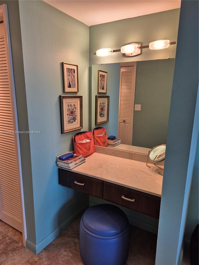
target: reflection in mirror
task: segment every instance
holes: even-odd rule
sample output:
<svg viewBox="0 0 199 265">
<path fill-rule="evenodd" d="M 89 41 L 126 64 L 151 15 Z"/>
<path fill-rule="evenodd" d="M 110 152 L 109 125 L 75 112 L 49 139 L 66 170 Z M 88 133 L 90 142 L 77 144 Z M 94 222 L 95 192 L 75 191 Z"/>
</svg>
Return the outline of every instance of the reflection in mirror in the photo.
<svg viewBox="0 0 199 265">
<path fill-rule="evenodd" d="M 141 105 L 141 111 L 134 111 L 132 145 L 151 149 L 166 141 L 174 61 L 170 59 L 137 62 L 132 104 Z M 109 135 L 117 136 L 120 69 L 119 63 L 92 66 L 92 129 L 95 127 L 95 96 L 103 94 L 97 93 L 97 73 L 100 70 L 108 73 L 107 93 L 104 94 L 110 97 L 109 121 L 100 126 L 106 128 Z"/>
<path fill-rule="evenodd" d="M 162 173 L 158 172 L 159 174 L 162 176 L 163 176 L 164 170 L 164 167 L 161 167 L 158 165 L 157 163 L 162 162 L 164 160 L 166 144 L 160 144 L 157 146 L 155 146 L 149 151 L 146 162 L 146 166 L 150 168 L 150 167 L 148 165 L 149 159 L 150 159 L 153 162 L 154 166 L 163 171 Z"/>
</svg>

## Goal
Retype every line of the records above without changes, but leave out the pictures.

## The answer
target: reflection in mirror
task: segment every instance
holes: even-odd rule
sample output:
<svg viewBox="0 0 199 265">
<path fill-rule="evenodd" d="M 89 41 L 126 64 L 151 15 Z"/>
<path fill-rule="evenodd" d="M 110 152 L 109 125 L 75 112 L 49 139 L 66 170 Z M 88 133 L 90 142 L 77 144 Z M 94 222 L 95 192 L 75 191 Z"/>
</svg>
Return the outline of every instance of the reflection in mirror in the photo.
<svg viewBox="0 0 199 265">
<path fill-rule="evenodd" d="M 141 105 L 141 111 L 134 111 L 132 145 L 151 149 L 166 141 L 174 61 L 170 59 L 137 62 L 132 104 Z M 109 135 L 117 136 L 120 69 L 119 63 L 92 66 L 92 129 L 95 127 L 95 96 L 103 94 L 97 93 L 97 73 L 100 70 L 108 73 L 107 93 L 104 94 L 110 97 L 109 121 L 100 126 L 106 128 Z"/>
<path fill-rule="evenodd" d="M 162 173 L 158 172 L 159 174 L 162 176 L 163 176 L 164 170 L 164 167 L 161 167 L 158 165 L 157 163 L 162 162 L 164 160 L 166 144 L 160 144 L 157 146 L 155 146 L 149 151 L 146 162 L 146 166 L 150 168 L 150 167 L 148 165 L 149 159 L 150 159 L 153 162 L 154 166 L 163 171 Z"/>
</svg>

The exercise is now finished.